Polygon annotations for photos:
☆ ☆ ☆ ☆
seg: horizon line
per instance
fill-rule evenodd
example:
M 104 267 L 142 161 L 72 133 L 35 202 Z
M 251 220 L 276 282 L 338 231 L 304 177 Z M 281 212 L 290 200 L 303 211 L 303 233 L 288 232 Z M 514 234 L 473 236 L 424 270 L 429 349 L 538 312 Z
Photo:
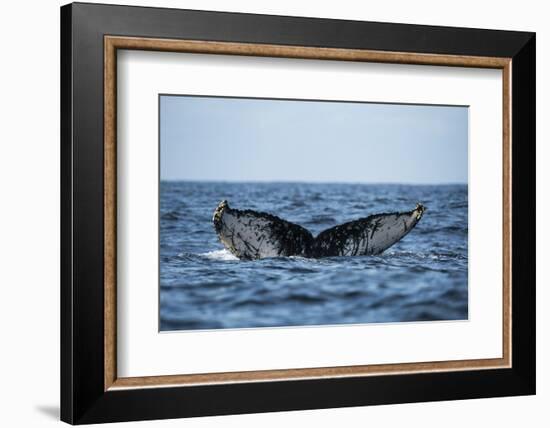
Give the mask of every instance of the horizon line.
M 213 180 L 187 178 L 161 178 L 160 182 L 187 183 L 232 183 L 232 184 L 367 184 L 367 185 L 397 185 L 397 186 L 456 186 L 468 185 L 463 181 L 445 182 L 403 182 L 403 181 L 308 181 L 308 180 Z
☆ ☆ ☆ ☆
# [Problem requirements]
Give every line of the records above as a Markdown table with the columns "Line" and "Content", numbering the rows and skipping blank lines. Leave the pictures out.

# [Exercise output]
| Line | Content |
|---|---|
| 1 | seg: horizon line |
| 2 | per instance |
| 3 | fill-rule evenodd |
| 4 | example: |
| 5 | M 104 267 L 142 161 L 72 133 L 35 202 Z |
| 6 | M 251 220 L 276 282 L 338 231 L 304 177 Z M 281 212 L 290 200 L 303 211 L 303 233 L 288 232 Z M 514 234 L 473 236 L 424 270 L 429 349 L 538 312 Z |
| 7 | Photo: |
| 8 | Give the mask of every instance of the horizon line. |
| 9 | M 213 180 L 187 178 L 161 178 L 160 182 L 187 183 L 232 183 L 232 184 L 367 184 L 367 185 L 397 185 L 397 186 L 456 186 L 468 185 L 463 181 L 445 182 L 403 182 L 403 181 L 308 181 L 308 180 Z |